**Required work**
Extract the passage from the piece on paper catalogs, starting at "News Flash: In" and ending at "catalogs relevant anymore?". Copy it word for word.

Does anyone scan through Paper Catalogs anymore?

News Flash: In 2011, e-books outsold print books for the first time in human history. As of 2014, research has shown that just over half of the population of the United States owns a tablet computer or a dedicated e-reader. Why? The paper and pulp industry is the largest commercial user of water in the continental United States. It’s also the fourth largest contributor of toxins into our waterways, and the third biggest consumer of energy in the country. In short, printing costs everyone financially and environmentally.

So, it’s no surprise that the industrial world is following in the commercial worlds’ footsteps. In the Electric Industry, more and more companies are replacing paper catalogs with download links on their webpages, making all of the information available at the click of a button. But that brings up an interesting question: Are paper catalogs relevant anymore?

According to Walt Phillips, one of our best salesmen, paper catalogs will eventually become a thing of the past…but he doesn’t see it happening in his lifetime. Here’s why…

All of the manufacturers that Royal deals with are constantly creating new products to keep up with their competition. Consequently, their catalogs are constantly being updated with these new products, while old and outdated legacy products are deleted from their sales literature all together. This creates a problem, many refineries and factories in the U.S. and around the world (especially in 3rd world countries) are run by equipment that could be 20-30, or even 40 years old, and that equipment doesn’t appear in any recent online sales literature. At some point, the old legacy products are going to fail, and the refineries and factories which rely on them to function will be frantically trying to replace the parts to avoid down-time that could easily cost millions of dollars.

We all know that the internet is an invaluable resource that gives us access to an ever-growing cache of information (whether or not the information is useful is a completely different debate). But the internet doesn’t have all of the answers, and chances are that the facilities managers of these refineries won’t be able to find any relevant information on an obsolete 40 year old discontinued item. This is where catalogs come in.

Walt takes pride in being able to provide and fulfill that service to his customers. One of the mantras that Walt lives by is to ‘never say no’ to an item inquiry, but says “let me look into it for you.” Having a dedicated catalog library gives Walt the tools to be able to stay ahead of the game, ‘Git Her Dun’ and perform his demanding duties at a consistently high level.

But at a certain point, Walt does think that paper catalogs will become obsolete. Let’s fast-forward to 2050. Eventually, all of the equipment that was produced pre-internet will be replaced with newer products. When factories and refineries have a 40 year old circuit breaker in 2050 and it fails, the internet will have all of the information available that would be needed as the catalogs from 2010 would be available on the internet in some capacity.

Catalogs also take up a large amount of space, and careful indexing and organizing of a dedicated library takes a lot of time. I should know, I’ve been in charge of organizing Royals library for the past 4 months and it’s still not even close to where it should be. There are also spatial issues on the manufacturer’s side as well; not only does a company have to pay to print countless catalogs, but the cost of both the warehouse in which they are kept, and the shipping also factor into a manufacturer’s stance on paper catalogs in a digital age.

Human error also plays a role in why catalogs are still relevant too. Lots of times, the information that the internet has online isn’t complete, or doesn’t even correspond to the part that it’s in reference to. So when a customer needs a part, they’ll get the wrong part numbers and product specifications, which leads to them buying a part that may or may not be what they’re looking for. This doesn’t happen when they call Royal, because Walt cross-references their information with the catalogs to make certain that each order is fulfilled correctly and each customer is satisfied.

So while they cost too much to print, stock and ship, especially in today’s economy, paper catalogs still serve a very important function in the world of electrical sales. The time will come when catalogs are exclusively released via the internet, and when a dedicated sales literature library will serve no purpose, but according to Walt it doesn’t look like it is going to happen anytime in the near future.

**Entries shown**
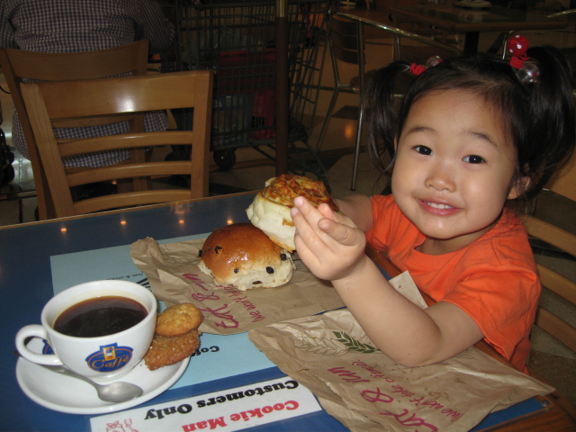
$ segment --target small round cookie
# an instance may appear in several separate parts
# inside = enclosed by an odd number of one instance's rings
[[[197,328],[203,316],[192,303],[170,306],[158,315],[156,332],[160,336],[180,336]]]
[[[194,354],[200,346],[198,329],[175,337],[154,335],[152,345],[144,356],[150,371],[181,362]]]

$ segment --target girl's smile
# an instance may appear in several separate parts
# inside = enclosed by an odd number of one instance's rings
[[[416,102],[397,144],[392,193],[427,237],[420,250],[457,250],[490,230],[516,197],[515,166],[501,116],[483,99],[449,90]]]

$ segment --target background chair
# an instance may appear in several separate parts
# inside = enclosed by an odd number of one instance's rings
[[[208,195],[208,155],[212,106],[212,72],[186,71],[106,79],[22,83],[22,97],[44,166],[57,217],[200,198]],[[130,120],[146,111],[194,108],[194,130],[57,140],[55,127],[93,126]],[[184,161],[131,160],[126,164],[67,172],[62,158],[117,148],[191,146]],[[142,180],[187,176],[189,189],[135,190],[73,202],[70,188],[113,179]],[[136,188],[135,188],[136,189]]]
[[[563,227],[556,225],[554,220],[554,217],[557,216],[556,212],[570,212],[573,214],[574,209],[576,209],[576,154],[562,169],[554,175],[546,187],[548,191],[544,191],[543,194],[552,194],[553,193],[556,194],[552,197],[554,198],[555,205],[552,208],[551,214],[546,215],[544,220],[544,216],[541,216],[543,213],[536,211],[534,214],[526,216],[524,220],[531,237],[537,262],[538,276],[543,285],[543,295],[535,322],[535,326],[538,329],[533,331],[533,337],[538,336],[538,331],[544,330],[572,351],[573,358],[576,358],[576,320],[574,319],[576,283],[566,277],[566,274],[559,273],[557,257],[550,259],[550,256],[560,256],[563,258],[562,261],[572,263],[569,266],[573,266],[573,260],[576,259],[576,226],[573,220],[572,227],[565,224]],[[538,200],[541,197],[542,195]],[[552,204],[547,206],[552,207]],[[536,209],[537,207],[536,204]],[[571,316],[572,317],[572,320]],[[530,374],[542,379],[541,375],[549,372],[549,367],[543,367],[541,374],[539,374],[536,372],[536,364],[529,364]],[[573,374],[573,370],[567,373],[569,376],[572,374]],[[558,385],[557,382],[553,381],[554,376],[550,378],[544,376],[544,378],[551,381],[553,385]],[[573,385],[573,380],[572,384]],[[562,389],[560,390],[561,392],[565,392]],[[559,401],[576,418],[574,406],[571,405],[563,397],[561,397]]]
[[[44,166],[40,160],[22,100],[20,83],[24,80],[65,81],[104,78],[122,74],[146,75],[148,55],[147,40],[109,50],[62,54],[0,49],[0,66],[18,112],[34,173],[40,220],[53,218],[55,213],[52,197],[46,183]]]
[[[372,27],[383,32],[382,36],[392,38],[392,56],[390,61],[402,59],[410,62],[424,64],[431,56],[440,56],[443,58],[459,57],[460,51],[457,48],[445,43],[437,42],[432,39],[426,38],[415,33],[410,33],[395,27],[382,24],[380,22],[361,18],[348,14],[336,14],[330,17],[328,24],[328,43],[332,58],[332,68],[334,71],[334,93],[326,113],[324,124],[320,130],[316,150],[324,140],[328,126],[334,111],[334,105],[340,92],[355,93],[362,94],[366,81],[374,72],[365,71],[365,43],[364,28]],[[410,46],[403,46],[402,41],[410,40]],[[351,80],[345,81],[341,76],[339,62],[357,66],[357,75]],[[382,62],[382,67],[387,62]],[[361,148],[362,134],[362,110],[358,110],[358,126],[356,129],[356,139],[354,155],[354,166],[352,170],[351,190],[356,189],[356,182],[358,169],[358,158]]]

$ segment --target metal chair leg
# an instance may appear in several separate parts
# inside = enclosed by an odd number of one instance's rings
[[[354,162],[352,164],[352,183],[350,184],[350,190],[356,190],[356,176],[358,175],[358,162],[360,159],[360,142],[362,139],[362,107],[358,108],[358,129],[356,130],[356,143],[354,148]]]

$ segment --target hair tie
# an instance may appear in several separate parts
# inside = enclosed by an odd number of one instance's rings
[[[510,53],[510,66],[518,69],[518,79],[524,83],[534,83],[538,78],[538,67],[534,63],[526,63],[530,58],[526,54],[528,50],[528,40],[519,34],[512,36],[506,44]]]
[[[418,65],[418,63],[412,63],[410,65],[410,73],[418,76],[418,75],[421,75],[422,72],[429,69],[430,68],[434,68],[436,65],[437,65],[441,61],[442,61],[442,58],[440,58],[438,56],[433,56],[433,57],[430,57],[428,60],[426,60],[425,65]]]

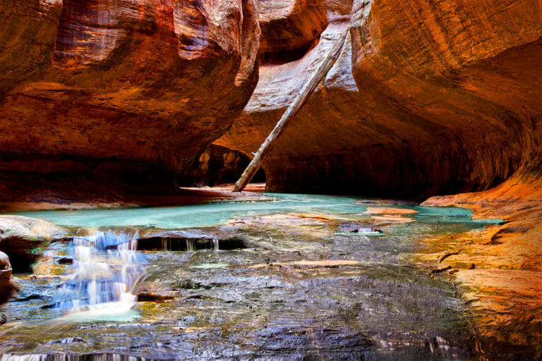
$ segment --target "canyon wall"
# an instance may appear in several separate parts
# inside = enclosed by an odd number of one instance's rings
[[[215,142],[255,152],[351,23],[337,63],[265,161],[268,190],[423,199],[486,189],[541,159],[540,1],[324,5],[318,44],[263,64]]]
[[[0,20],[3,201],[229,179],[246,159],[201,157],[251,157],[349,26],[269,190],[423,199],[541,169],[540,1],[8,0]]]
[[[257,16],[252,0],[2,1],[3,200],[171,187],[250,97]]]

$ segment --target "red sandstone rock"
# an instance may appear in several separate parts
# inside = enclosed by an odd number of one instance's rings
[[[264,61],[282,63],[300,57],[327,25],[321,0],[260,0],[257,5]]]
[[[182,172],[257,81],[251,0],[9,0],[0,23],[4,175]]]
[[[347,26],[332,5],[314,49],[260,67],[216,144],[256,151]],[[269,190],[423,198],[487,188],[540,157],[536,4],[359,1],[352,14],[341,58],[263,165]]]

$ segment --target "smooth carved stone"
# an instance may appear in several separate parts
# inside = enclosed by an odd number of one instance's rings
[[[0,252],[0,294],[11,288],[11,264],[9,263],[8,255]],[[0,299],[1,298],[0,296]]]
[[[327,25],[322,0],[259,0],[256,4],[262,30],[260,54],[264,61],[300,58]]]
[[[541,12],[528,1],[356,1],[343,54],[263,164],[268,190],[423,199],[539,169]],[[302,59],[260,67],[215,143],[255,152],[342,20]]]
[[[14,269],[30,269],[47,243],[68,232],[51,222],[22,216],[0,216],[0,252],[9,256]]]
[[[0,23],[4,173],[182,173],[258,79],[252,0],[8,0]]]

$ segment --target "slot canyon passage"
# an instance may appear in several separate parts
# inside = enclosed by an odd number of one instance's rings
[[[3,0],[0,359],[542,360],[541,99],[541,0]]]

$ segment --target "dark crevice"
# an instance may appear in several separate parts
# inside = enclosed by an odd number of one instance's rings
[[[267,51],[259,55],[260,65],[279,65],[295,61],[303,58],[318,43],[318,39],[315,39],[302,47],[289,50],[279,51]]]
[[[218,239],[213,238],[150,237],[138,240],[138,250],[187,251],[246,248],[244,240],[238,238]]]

--

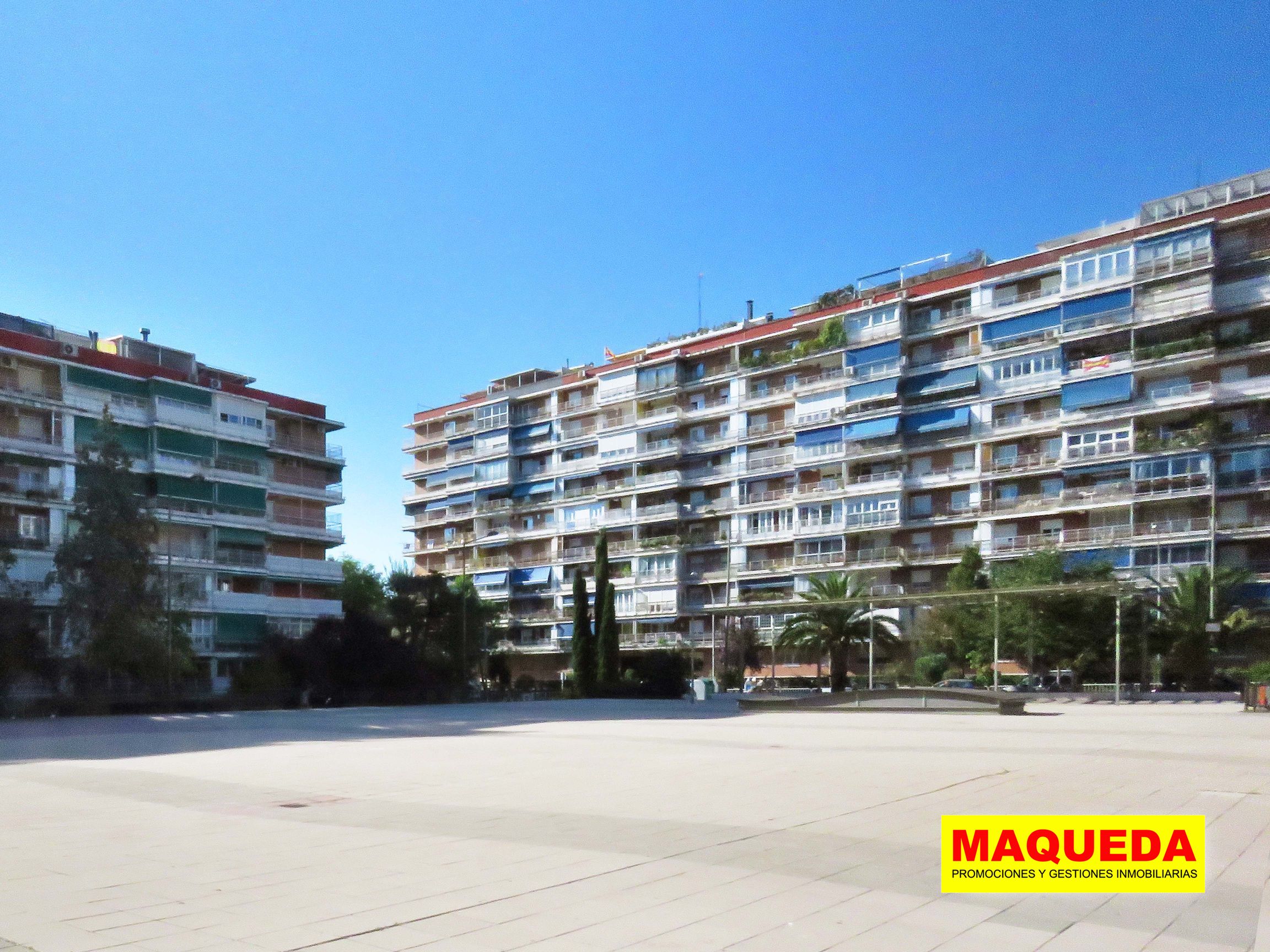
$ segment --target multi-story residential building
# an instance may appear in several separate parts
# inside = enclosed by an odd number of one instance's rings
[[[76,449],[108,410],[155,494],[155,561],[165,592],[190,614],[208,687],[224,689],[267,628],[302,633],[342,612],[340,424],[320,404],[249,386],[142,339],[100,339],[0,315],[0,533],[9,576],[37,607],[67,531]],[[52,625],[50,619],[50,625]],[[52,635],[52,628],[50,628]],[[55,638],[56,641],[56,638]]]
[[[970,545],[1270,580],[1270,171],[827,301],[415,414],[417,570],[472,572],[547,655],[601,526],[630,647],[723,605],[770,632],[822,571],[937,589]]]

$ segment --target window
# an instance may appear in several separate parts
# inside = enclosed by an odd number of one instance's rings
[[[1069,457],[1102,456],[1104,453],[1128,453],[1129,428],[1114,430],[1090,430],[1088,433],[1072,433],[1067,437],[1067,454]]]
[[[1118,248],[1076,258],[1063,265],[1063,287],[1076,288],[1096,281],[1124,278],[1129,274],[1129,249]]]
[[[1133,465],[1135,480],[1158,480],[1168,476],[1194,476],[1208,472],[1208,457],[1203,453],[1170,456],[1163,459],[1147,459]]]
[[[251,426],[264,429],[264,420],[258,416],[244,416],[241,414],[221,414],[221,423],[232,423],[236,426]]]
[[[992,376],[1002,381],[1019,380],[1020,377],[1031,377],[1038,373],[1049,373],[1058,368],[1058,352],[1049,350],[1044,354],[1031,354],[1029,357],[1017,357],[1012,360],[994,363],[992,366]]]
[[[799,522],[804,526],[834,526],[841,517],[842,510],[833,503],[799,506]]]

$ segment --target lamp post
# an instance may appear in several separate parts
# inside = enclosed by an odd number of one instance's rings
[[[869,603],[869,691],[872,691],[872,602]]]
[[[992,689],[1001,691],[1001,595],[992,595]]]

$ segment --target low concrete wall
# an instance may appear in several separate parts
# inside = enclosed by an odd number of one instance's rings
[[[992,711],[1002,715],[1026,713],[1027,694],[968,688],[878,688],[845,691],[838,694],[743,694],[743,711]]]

**Answer to this problem**
News Flash: In 2011, e-books outsold print books for the first time in human history. As of 2014, research has shown that just over half of the population of the United States owns a tablet computer or a dedicated e-reader. Why? The paper and pulp industry is the largest commercial user of water in the continental United States. It’s also the fourth largest contributor of toxins into our waterways, and the third biggest consumer of energy in the country. In short, printing costs everyone financially and environmentally.

So, it’s no surprise that the industrial world is following in the commercial worlds’ footsteps. In the Electric Industry, more and more companies are replacing paper catalogs with download links on their webpages, making all of the information available at the click of a button. But that brings up an interesting question: Are paper catalogs relevant anymore?